» Problem to work on:
Starting at the first line of the records below, transcribe each line exactly, ending with the line that contains "box: [65, 2, 81, 35]".

++++ Supplied entries

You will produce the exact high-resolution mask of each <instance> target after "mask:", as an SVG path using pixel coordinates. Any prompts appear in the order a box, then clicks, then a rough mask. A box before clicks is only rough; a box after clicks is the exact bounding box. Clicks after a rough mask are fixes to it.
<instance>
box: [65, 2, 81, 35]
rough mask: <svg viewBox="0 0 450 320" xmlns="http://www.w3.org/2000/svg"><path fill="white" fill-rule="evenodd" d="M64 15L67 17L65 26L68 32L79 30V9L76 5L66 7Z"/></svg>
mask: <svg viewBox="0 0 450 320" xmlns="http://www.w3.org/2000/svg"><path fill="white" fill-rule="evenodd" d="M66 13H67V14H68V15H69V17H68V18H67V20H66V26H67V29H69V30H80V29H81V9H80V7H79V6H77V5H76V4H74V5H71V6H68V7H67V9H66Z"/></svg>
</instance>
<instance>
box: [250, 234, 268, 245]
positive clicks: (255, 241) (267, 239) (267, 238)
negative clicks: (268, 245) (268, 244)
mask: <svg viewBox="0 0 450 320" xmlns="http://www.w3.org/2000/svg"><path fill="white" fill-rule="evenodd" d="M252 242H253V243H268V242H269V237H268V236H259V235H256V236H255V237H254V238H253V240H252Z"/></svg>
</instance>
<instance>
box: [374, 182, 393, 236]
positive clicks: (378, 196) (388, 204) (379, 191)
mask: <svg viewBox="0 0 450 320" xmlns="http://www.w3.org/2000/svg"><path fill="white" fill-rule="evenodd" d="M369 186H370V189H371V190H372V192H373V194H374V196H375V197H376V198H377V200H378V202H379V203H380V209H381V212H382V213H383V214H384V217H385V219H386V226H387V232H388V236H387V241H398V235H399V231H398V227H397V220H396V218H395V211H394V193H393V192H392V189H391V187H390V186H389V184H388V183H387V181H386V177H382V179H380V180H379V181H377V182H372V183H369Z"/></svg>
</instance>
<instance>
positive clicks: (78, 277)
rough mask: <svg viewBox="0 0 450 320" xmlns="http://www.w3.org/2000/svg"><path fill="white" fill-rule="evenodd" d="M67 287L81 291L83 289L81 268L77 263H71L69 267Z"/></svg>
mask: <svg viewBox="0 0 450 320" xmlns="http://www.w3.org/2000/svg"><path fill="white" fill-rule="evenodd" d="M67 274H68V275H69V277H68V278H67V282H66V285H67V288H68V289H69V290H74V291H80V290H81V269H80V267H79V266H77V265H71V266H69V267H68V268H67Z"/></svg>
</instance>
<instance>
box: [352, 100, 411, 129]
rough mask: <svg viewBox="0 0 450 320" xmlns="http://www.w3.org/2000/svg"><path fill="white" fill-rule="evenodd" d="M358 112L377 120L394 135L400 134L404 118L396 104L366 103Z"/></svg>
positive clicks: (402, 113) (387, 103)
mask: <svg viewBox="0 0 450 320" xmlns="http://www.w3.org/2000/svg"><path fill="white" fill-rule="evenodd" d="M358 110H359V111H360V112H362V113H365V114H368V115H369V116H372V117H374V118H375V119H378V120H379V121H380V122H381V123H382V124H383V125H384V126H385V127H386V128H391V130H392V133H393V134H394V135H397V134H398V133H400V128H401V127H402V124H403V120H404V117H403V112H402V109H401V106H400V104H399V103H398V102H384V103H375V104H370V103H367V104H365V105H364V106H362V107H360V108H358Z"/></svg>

++++++++

» Answer space:
You will produce the exact high-resolution mask of each <instance> target after "mask:", as an SVG path using pixel coordinates. Any prompts appear in the order a box, then clicks, then a rough mask. A box before clicks is only rough; a box after clicks is the exact bounding box. Clicks after a rough mask are fixes to it.
<instance>
box: [65, 2, 81, 35]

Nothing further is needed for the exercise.